Task objective
Put all the records below into a two-column CSV with the headers instruction and boxes, one row per record holding its text and its answer. Quote each field and turn any line breaks into spaces.

** start of Data supplied **

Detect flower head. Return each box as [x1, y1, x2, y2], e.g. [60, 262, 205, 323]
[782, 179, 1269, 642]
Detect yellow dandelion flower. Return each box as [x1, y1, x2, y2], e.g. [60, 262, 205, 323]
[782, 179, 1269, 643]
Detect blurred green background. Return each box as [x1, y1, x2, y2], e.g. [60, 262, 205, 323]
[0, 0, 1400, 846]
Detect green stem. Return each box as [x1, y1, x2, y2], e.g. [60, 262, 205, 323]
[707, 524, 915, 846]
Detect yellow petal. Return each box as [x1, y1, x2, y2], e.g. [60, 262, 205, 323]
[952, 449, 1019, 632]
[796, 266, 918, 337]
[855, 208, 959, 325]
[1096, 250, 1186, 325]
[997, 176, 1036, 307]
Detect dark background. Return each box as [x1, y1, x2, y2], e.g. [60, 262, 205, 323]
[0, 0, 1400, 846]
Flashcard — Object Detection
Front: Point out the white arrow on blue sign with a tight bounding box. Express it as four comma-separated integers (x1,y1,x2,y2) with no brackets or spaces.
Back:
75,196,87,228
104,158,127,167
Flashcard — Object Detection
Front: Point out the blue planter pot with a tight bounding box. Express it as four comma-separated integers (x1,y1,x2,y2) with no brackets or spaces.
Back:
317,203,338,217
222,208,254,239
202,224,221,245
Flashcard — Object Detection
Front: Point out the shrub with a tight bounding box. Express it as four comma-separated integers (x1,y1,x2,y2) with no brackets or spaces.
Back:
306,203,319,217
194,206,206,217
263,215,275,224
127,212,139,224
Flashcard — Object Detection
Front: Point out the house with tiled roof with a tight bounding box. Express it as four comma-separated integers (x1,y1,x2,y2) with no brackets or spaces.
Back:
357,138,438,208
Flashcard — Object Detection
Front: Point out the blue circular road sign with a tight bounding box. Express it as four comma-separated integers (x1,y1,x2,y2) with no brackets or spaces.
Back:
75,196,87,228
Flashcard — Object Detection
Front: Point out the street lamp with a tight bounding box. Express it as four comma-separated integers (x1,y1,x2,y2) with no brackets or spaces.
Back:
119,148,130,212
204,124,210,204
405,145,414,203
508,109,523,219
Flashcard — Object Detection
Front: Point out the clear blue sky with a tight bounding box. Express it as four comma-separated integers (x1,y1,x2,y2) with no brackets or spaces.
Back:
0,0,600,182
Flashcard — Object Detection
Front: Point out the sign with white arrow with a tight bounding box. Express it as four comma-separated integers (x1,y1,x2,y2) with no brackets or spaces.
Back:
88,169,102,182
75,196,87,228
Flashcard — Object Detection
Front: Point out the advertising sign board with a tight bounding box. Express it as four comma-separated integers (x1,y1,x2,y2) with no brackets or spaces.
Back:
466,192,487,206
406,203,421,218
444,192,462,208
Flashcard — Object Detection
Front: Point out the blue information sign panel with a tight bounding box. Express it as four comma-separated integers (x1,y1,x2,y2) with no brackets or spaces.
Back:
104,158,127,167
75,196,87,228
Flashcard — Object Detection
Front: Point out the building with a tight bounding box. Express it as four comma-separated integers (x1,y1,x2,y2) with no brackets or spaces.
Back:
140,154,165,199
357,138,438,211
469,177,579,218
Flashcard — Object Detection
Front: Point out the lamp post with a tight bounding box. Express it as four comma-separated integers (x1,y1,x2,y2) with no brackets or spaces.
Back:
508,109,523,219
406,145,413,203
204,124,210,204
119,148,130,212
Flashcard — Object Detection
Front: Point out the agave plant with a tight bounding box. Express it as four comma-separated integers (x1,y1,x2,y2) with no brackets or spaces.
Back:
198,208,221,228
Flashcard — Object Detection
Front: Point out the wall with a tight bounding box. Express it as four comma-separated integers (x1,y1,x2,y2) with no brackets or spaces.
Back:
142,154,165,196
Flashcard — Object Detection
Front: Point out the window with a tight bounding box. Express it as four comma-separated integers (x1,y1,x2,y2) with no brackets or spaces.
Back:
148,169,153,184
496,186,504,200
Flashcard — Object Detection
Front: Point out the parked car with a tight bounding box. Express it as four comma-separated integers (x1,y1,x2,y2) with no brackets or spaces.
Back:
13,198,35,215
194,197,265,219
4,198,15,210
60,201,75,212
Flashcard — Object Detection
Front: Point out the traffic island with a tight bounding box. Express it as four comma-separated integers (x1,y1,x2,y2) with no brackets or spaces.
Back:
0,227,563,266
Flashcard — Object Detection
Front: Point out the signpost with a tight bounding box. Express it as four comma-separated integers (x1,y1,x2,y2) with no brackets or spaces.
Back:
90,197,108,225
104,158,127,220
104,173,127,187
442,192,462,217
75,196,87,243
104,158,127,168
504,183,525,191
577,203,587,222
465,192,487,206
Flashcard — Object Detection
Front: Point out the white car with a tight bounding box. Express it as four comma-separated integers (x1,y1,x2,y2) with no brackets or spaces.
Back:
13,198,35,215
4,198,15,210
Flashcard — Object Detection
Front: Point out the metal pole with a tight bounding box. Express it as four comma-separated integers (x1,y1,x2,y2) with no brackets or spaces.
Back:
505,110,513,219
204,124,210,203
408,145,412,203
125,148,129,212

** end of Data supplied **

Task response
instruction,boxes
"Detect flower head. Return each box as [x1, y1, x2, y2], e.g. [60, 262, 205, 323]","[782, 179, 1269, 642]"
"Detect yellow dandelion flower. Return each box as [x1, y1, x2, y2], e.g. [60, 262, 205, 323]","[782, 179, 1269, 643]"
"Detect blurred green background. Return each box as [x1, y1, x2, y2], e.g. [60, 262, 205, 323]","[0, 0, 1400, 846]"
"Detect green stem. Return each box as [x1, y1, x2, y2], e.g. [60, 262, 205, 323]","[707, 524, 915, 846]"
"Detect yellow petal. Return each box as [x1, y1, x2, y2], e.g. [60, 262, 205, 323]","[952, 449, 1019, 632] [796, 266, 918, 337] [855, 208, 959, 325] [1096, 250, 1186, 325] [997, 176, 1036, 307]"
"Detect dark background. Return each box as [x1, y1, x2, y2], e.g. [60, 262, 205, 323]","[0, 0, 1400, 846]"
"Flashcard — Object Detection Front: Point out the white arrow on blue sign with a tight bounding box. Express it as four comma-separated integers (x1,y1,x2,y2) with no brackets or spaces. Back:","75,196,87,228 104,158,127,167"
"Flashcard — Object Detection Front: Point out the blue planter pot with a tight bounding box. Express it as four comma-separated integers (x1,y1,x2,y2) with no brackets or spaces. Back:","317,203,338,217 222,208,254,239 202,224,221,245"
"Flashcard — Object Detection Front: Point out the shrub with a tight bounding box. Express it as four comma-separated integers (x1,y1,x2,y2) with no brackets or spaces. Back:","306,203,319,217 194,206,206,217 263,215,275,224 127,212,139,224"
"Flashcard — Object Detection Front: Point out the house with tiled roof with a tight bounding box. Express it as four comma-separated integers (x1,y1,x2,y2) with no brackets or spaces. Back:","357,138,438,208"
"Flashcard — Object Detection Front: Point out the blue circular road sign with a tight bounding box. Express it as four comma-separated integers (x1,y1,x2,y2) with no brackets or spaces. Back:","75,196,87,228"
"Flashcard — Object Detection Front: Point out the street lamp with a tight bounding box. Express it as four comma-separated integers (x1,y1,x2,y2) with no brackets or spaces. Back:","119,148,130,212 204,124,210,204 405,145,414,203 508,109,523,219"
"Flashcard — Object Detection Front: Point out the clear blue sky with a tight bounding box. Express it as four comma-separated integers (x1,y1,x2,y2) with no brackets or spaces. Back:","0,0,600,182"
"Flashcard — Object Detection Front: Point out the sign with white arrow with a tight bounding box. Express it as four comma-separated integers (x1,y1,x2,y2) with no brackets or spaces. Back:","88,169,102,182 75,196,87,228"
"Flashcard — Object Detection Front: Point out the advertising sign board with a tight bounding box. Express it as four comma-separated integers (x1,y1,x2,y2) with no brackets or spaces. Back:","466,192,487,206 406,203,421,218 444,192,462,208"
"Flashcard — Object Detection Front: Point out the blue information sign panel with a tight bounding box. Express it as four comma-separated integers (x1,y1,x2,y2) with no brackets or spaces. Back:","104,158,127,167 75,196,87,228"
"Flashcard — Object Detection Front: Point out the building with a tight bounding box. Express it as four comma-separated integers (x1,y1,x2,y2) with no brackets or spaces. Back:","140,154,165,199 357,138,438,211 469,177,579,218"
"Flashcard — Object Detection Front: Point out the lamp post with a tight bounding box. Express it as four comma-separated integers (x1,y1,x2,y2) with no brackets or spaces. Back:","508,109,523,219 406,145,413,203 204,124,210,204 119,148,130,212"
"Flashcard — Object Detection Front: Point out the agave plant with a tight bounding box. Express it as four comma-separated integers (x1,y1,x2,y2) with no brackets or spaces. Back:","198,208,221,228"
"Flashcard — Object Detection Front: Point out the wall with a tight bounding box. Express it as four comma-separated integers (x1,y1,x2,y2) with no brackets or spaces. Back:","142,154,165,196"
"Flashcard — Object Detection Front: Point out the window with a tight bounding box. Express it as four comma-separated integers (x1,y1,x2,y2) with no brackets or spaces. Back:","148,169,153,184 496,186,504,200"
"Flashcard — Object Detection Front: Point out the parked car with a tight bounding box. Express it as four comma-separated integers (x1,y1,x2,y2) with no brackets or spaces. Back:","13,198,35,215 194,197,265,219 4,198,15,210 60,201,75,212"
"Flashcard — Object Detection Front: Point out the traffic island with a tight bounding box. Express it as four comma-separated integers (x1,y1,x2,y2) with no brackets or spaces. Back:","0,227,563,266"
"Flashcard — Object Detection Front: Point out the signpost with a tight bounding box. Express it as four comma-separated integers (x1,y1,x2,y2) with no brackets or spaces. Back:","90,197,108,225 104,158,127,220 104,173,127,187 442,192,462,217 75,196,87,243 104,158,127,168 504,183,525,191 577,203,587,222 465,192,487,206"
"Flashcard — Object Detection Front: Point out the white car with a tight bounding box. Express it as four comma-separated integers (x1,y1,x2,y2) with no brackets or spaces. Back:","13,198,35,215 4,198,15,210"
"Flashcard — Object Detection Front: Point out the metal pole with a tight bounding box. Express it as four comma-separated integers (x1,y1,x2,y2) with no brackets or spaces. Back:","505,110,513,219 204,124,210,203 408,145,412,203 125,148,129,212"